Exercise materials
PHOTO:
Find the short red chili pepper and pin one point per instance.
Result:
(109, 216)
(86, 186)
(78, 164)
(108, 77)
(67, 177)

Problem requirements
The listing above should be returned in full, exactly as shown.

Exercise answer
PHOTO:
Find the short red chili pepper and pin one point per instance.
Result:
(109, 216)
(86, 186)
(78, 164)
(108, 77)
(67, 177)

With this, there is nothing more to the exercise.